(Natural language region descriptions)
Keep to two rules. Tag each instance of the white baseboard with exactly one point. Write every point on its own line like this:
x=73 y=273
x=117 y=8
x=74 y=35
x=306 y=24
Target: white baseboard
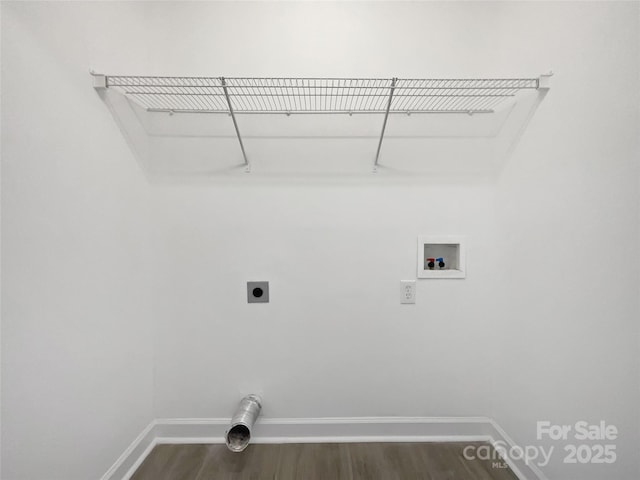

- [WHAT NEEDS TO BE DONE]: Write out each entry word for word, images excluded.

- [OUTPUT BELOW]:
Keep to two rules. Tag each instance of the white baseboard with exactly one point. Write every point on its own line like this:
x=73 y=273
x=117 y=8
x=74 y=35
x=306 y=24
Target: white baseboard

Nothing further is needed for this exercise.